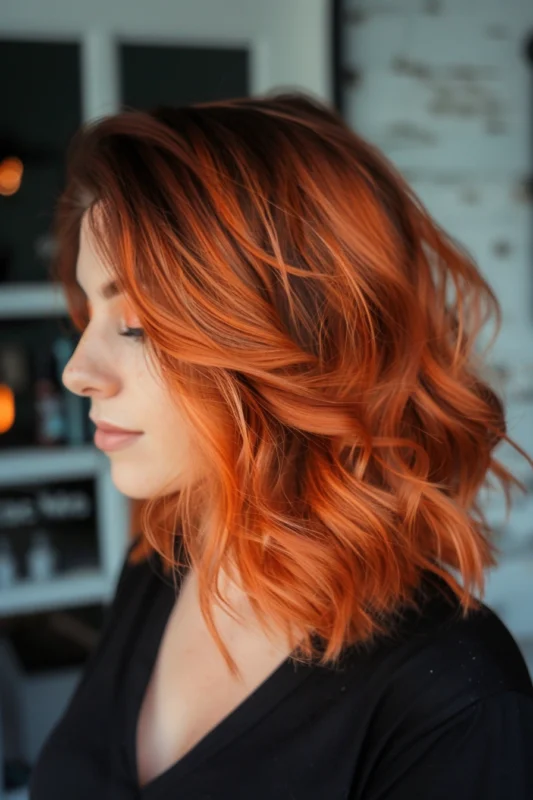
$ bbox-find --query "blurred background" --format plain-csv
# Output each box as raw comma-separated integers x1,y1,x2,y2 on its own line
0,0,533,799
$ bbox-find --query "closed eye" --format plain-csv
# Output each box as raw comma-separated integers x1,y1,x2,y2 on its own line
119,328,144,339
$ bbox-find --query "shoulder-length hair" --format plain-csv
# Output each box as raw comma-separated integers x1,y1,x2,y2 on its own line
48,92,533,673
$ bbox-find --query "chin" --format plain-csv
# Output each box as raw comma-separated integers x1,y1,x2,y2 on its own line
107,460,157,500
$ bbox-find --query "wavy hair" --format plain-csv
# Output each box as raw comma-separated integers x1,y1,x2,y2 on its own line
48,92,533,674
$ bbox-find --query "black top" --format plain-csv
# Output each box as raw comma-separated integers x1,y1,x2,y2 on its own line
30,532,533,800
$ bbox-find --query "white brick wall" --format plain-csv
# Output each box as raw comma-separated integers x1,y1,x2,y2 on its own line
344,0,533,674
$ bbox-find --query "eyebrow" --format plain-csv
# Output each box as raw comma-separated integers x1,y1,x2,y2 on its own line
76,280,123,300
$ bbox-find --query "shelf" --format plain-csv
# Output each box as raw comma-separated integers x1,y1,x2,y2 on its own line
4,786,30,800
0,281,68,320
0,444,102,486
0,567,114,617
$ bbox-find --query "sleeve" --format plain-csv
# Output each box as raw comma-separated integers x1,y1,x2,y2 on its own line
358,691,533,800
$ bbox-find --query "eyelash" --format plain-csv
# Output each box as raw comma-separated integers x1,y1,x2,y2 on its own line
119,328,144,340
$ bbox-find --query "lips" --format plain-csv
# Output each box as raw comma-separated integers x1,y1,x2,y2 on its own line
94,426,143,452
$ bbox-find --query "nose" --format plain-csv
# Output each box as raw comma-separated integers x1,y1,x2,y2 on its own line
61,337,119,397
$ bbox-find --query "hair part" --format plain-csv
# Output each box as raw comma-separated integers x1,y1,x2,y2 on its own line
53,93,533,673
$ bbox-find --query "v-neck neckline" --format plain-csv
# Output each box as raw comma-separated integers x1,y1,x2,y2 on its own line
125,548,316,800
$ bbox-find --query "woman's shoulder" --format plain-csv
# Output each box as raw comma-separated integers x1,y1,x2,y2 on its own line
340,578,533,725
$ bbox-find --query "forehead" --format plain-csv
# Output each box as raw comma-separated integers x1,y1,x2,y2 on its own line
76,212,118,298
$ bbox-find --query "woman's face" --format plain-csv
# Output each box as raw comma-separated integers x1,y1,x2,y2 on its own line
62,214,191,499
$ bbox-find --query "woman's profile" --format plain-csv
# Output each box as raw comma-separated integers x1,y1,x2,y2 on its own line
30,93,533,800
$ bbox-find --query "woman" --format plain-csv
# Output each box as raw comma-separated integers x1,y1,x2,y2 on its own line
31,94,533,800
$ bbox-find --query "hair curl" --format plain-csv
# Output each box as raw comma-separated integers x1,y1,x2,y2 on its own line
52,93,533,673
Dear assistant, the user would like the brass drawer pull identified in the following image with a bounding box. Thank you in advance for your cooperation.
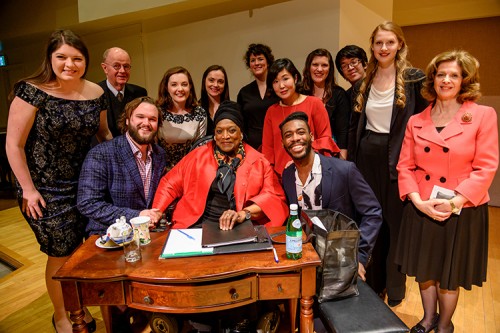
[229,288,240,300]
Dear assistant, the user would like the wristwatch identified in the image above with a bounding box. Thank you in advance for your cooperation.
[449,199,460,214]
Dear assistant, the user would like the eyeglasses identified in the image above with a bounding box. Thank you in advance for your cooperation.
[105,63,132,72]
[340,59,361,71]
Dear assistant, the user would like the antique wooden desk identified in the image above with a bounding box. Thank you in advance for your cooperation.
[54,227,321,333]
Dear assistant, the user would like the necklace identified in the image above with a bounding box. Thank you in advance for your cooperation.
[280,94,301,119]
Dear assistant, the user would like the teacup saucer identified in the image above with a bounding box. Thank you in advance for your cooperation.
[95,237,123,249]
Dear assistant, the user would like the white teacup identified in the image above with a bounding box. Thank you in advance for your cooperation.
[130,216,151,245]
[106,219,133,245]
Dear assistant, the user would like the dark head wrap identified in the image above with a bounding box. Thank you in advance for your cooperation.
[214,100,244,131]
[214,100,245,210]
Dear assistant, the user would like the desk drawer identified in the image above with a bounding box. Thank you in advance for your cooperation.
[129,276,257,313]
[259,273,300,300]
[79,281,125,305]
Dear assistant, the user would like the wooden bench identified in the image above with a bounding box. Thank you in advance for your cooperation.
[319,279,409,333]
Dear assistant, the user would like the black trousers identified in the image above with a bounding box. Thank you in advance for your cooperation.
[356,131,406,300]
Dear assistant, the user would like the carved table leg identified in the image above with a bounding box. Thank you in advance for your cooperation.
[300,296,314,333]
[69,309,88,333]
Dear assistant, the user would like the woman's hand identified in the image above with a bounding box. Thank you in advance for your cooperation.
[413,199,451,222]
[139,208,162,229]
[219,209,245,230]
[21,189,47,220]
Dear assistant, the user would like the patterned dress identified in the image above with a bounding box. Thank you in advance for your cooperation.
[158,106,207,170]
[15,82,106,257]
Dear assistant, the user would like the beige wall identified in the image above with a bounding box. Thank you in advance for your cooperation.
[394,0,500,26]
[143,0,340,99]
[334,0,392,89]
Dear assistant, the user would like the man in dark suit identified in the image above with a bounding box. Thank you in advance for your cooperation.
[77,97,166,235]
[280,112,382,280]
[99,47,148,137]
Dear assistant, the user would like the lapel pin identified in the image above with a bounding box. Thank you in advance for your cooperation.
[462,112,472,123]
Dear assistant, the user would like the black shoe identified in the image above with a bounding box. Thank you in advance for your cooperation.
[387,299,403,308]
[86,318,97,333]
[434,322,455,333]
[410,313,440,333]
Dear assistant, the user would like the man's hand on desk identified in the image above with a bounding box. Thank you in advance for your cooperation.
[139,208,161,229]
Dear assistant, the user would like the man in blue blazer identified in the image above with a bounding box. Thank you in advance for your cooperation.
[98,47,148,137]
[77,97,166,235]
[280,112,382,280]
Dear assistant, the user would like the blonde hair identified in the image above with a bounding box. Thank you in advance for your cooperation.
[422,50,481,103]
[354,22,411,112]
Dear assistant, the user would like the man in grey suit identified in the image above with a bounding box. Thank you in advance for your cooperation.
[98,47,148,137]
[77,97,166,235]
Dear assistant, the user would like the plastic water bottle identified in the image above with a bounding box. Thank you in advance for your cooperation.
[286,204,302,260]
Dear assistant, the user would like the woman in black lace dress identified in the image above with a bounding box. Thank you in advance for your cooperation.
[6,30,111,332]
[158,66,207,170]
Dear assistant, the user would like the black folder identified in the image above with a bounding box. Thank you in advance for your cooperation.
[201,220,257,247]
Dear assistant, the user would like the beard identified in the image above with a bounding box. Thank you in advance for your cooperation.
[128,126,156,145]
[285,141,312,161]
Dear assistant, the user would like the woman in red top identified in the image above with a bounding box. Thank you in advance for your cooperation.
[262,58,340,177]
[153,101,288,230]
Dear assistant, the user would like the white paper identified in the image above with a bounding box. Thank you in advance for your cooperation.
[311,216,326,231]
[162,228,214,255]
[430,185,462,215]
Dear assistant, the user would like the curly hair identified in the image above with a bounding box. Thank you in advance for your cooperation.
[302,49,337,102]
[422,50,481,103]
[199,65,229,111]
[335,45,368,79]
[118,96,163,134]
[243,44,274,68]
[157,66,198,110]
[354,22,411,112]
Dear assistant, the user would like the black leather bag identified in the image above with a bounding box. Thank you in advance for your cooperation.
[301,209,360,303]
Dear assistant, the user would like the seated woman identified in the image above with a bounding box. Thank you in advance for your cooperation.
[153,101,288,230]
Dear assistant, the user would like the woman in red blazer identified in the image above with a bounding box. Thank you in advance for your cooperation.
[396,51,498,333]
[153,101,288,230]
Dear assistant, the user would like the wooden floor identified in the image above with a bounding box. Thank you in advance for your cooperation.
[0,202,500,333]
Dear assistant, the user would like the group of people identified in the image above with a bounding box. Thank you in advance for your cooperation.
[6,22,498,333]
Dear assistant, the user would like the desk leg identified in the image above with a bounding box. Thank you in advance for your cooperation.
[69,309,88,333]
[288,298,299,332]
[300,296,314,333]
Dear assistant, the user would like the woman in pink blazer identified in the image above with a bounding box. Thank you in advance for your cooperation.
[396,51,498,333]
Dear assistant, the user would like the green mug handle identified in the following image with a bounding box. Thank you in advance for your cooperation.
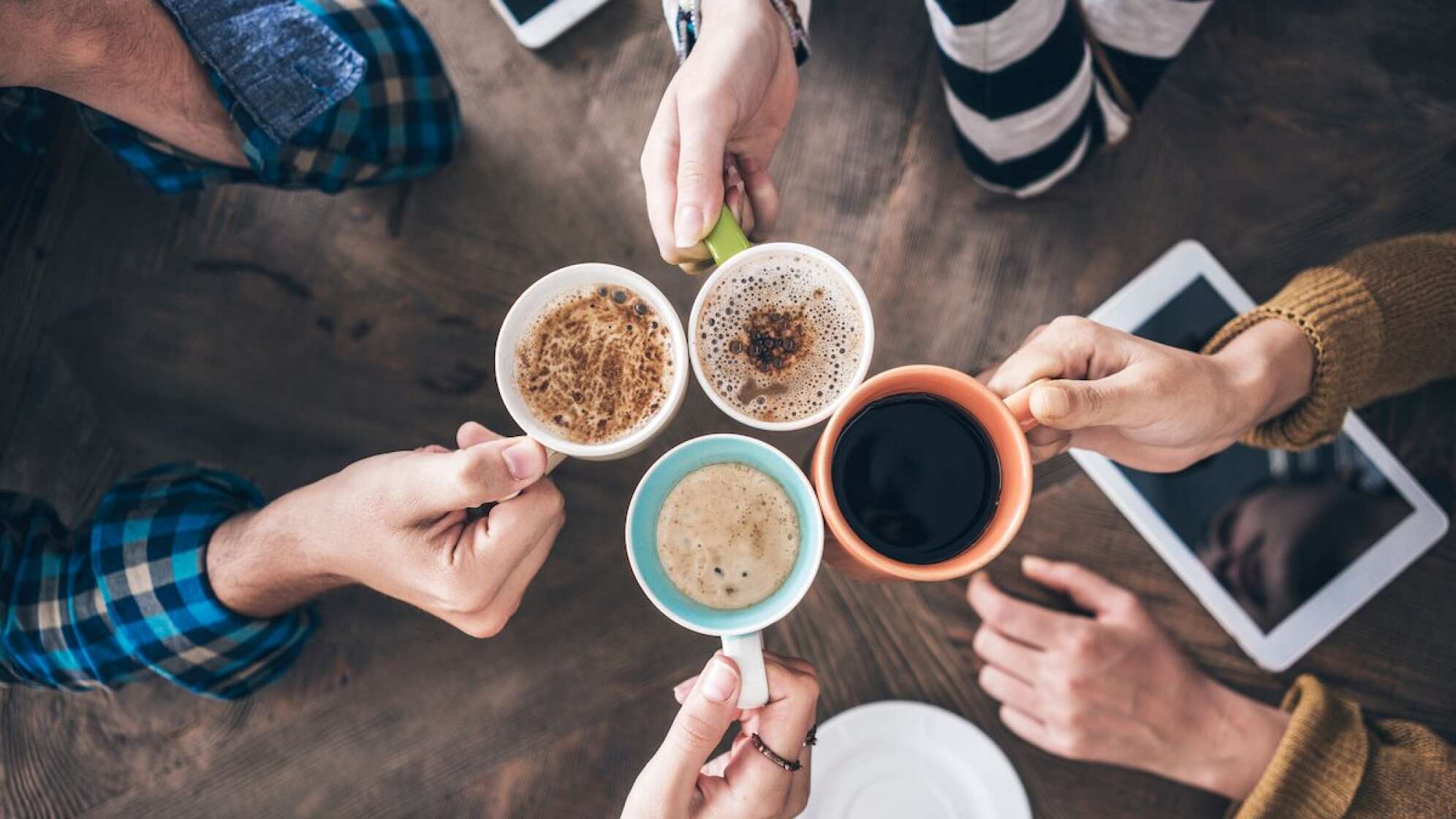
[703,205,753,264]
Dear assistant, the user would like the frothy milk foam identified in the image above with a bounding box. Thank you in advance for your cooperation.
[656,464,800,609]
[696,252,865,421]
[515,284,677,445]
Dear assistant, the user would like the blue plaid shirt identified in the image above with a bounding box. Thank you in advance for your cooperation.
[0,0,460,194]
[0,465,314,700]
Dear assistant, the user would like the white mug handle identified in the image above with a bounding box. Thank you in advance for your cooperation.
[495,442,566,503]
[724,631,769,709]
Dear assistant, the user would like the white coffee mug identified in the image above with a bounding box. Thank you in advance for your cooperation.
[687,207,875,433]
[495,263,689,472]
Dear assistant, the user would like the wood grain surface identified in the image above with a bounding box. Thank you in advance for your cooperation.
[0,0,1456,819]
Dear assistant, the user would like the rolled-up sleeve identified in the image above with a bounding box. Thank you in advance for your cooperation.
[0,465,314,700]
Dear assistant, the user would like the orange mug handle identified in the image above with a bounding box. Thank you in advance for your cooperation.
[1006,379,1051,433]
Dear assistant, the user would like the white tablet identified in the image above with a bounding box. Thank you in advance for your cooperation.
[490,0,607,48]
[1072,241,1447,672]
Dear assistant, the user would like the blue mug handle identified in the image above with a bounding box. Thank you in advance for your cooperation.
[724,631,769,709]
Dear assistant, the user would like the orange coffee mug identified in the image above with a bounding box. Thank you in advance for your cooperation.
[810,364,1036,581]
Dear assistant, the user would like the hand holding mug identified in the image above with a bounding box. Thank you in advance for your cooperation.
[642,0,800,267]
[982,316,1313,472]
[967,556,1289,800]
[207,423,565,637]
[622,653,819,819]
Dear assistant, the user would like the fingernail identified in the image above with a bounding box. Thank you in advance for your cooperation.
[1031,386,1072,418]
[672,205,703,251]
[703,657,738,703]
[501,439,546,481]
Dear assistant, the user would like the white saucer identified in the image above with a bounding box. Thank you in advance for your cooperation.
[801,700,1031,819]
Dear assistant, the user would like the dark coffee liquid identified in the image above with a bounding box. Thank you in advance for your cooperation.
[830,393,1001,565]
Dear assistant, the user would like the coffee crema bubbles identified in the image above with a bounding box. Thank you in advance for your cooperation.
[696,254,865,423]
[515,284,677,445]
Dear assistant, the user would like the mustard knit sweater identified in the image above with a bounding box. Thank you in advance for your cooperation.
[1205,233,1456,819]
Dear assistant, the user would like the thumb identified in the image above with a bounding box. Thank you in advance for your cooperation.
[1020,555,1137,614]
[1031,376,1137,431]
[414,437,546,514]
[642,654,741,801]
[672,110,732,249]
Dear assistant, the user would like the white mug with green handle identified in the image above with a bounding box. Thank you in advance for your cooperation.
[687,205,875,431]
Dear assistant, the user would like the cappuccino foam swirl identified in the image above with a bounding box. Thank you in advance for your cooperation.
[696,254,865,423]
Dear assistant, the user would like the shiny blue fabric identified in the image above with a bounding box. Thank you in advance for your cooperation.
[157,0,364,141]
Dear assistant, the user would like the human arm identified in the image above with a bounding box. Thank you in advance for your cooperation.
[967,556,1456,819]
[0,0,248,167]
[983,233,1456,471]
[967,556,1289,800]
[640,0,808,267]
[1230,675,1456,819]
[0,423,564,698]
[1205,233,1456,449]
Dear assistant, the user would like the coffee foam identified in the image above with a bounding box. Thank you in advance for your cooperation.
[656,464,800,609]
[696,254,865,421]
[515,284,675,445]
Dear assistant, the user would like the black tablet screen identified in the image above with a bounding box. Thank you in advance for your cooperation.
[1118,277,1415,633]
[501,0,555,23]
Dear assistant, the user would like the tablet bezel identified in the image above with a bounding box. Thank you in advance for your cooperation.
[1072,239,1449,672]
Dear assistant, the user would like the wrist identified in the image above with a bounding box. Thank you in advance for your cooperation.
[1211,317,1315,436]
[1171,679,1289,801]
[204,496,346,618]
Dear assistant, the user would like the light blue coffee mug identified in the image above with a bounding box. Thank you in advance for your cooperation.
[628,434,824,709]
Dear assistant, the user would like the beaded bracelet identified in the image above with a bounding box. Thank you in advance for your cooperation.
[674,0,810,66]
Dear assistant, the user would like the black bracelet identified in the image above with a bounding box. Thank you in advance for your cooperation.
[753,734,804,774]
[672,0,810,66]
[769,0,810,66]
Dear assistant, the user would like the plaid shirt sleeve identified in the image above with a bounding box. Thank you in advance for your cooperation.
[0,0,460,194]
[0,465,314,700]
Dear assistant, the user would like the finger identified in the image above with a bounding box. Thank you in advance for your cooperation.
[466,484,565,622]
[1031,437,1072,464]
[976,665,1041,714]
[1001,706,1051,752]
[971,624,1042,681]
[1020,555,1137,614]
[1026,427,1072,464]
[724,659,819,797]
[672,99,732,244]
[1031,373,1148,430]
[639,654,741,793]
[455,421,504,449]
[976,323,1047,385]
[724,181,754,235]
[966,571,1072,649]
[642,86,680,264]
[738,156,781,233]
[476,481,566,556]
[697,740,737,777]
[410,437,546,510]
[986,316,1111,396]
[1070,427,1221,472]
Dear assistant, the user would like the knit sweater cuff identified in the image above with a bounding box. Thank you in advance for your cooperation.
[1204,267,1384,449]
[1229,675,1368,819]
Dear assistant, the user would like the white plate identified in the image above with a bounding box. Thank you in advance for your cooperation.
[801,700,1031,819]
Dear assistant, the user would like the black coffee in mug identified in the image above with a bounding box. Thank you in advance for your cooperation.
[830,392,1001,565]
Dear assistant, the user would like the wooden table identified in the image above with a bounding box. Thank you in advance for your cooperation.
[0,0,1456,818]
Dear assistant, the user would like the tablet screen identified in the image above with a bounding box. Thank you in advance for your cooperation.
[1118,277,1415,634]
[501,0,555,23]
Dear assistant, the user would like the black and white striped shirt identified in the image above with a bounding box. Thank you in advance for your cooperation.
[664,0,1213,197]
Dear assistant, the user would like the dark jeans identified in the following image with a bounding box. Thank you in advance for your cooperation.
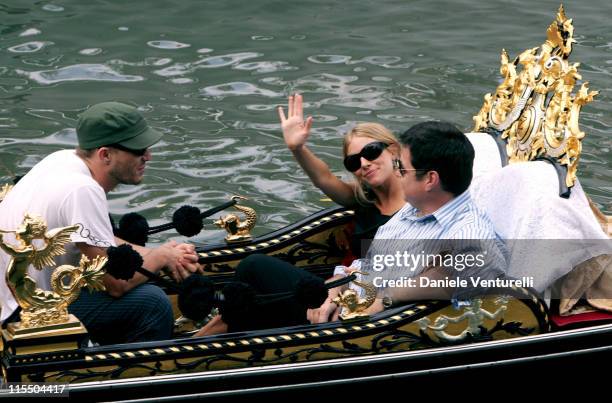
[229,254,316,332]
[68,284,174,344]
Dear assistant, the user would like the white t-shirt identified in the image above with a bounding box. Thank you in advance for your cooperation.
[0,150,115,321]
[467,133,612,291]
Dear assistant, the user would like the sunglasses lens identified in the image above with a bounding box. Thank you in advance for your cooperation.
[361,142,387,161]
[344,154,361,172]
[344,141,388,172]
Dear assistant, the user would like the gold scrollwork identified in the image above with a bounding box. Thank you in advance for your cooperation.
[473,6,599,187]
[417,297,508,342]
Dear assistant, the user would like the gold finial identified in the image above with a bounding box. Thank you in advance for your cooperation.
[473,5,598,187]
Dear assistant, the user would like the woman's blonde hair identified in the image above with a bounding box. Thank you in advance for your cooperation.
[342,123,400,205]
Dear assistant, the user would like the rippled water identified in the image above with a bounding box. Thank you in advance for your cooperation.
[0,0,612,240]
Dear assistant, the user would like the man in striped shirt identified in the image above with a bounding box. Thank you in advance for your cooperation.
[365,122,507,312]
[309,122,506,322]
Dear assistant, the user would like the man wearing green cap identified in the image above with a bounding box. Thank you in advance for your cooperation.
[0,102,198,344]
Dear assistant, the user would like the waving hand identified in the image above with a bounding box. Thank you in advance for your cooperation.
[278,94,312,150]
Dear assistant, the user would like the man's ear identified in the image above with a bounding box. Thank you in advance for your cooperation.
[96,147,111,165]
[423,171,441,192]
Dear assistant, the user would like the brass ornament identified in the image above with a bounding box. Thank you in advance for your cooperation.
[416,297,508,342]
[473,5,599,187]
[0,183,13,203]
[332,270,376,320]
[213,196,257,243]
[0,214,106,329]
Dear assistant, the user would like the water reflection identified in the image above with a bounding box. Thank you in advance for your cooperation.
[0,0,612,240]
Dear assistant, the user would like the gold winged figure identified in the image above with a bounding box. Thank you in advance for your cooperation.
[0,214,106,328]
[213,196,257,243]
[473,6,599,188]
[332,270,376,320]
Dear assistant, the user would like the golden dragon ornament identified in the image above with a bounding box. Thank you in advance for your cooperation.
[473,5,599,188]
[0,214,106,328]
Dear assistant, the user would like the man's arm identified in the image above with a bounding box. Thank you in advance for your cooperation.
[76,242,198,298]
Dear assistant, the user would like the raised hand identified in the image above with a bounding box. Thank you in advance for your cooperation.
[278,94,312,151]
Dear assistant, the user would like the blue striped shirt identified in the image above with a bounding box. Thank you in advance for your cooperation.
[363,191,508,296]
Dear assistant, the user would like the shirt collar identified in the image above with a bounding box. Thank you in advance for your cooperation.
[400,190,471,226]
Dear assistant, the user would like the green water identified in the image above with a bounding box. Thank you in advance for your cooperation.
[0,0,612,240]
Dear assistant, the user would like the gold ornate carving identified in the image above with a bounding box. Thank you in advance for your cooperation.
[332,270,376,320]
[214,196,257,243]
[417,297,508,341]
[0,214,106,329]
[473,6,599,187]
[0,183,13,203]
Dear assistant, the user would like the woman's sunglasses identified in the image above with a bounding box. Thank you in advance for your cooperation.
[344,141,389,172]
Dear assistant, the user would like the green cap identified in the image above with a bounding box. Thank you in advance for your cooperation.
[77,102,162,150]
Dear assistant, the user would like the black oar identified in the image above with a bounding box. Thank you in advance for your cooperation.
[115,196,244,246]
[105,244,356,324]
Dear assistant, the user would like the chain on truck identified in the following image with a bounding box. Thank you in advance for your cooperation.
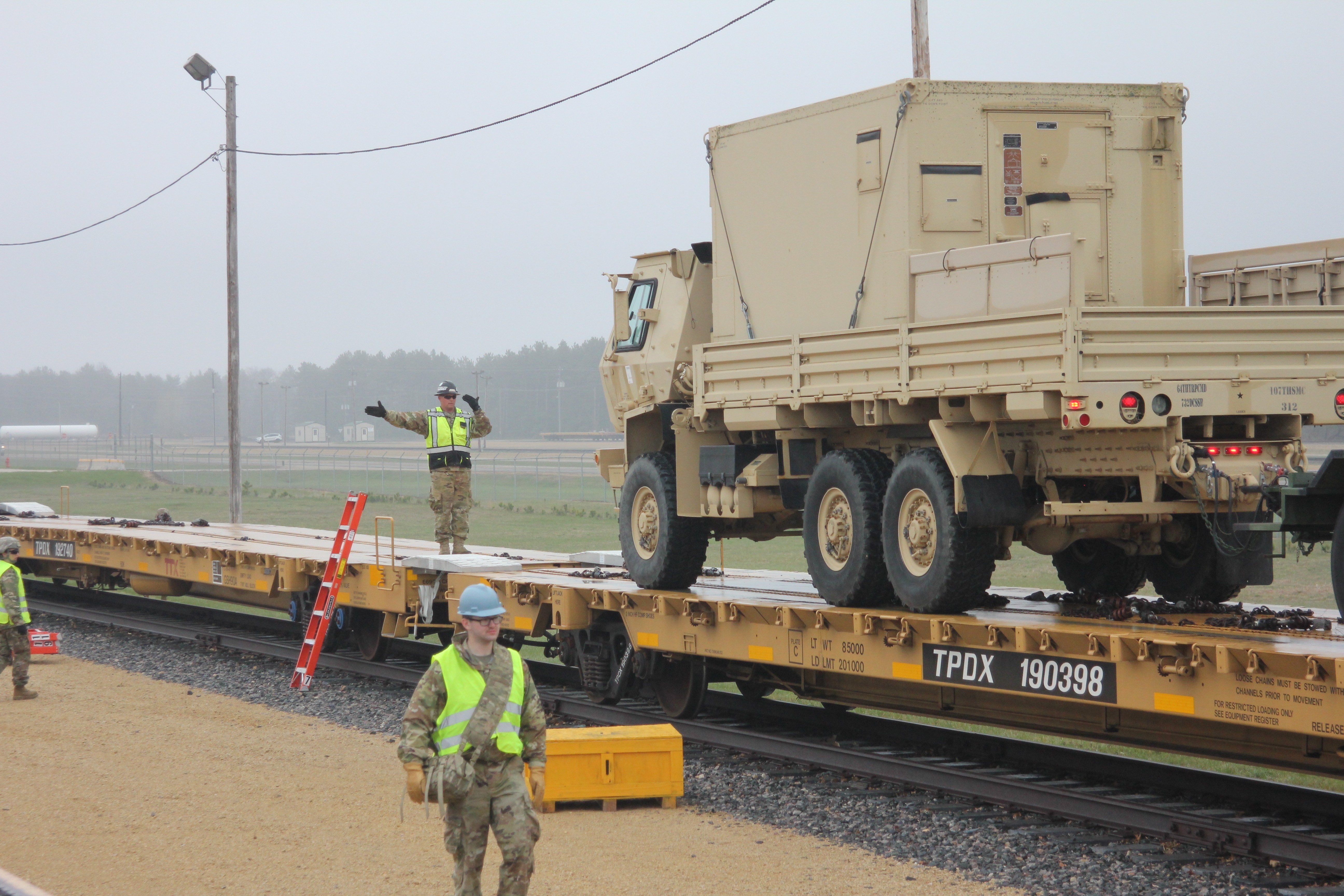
++++
▸ Given task
Print once more, exactly, the lines from the one with "Dear assistant, the user would like the green water" through the last line of the data, both ends included, without any pictures.

▸ Output below
Dear assistant, the user would like the green water identified in the image above with a bounding box. Thank you in advance for your cooperation.
[0,0,612,240]
Dear assistant, the user would like the gold ornate carving identified in the image above with a bounding box. Thank you in advance for your cooperation.
[332,270,376,320]
[214,196,257,243]
[417,297,508,341]
[0,214,106,329]
[473,6,599,187]
[0,183,13,203]
Dear assistant, the user would like the woman's sunglasses identified in the image above with a bounding box. Thank you in advance for your cooperation.
[344,141,389,172]
Dear assistant, the user would like the green cap identified in the image above with a bounding box. Thank you in advance for your cooperation.
[77,102,162,150]
Dear assistant, the user would like the black oar identified in the image above with a bounding box. Thank you in advance for your cooperation.
[115,196,244,246]
[105,244,356,324]
Dear assistant, the user would like the chain on truck identified in the following image with a bounding box. Thank you in advance for your cooperation.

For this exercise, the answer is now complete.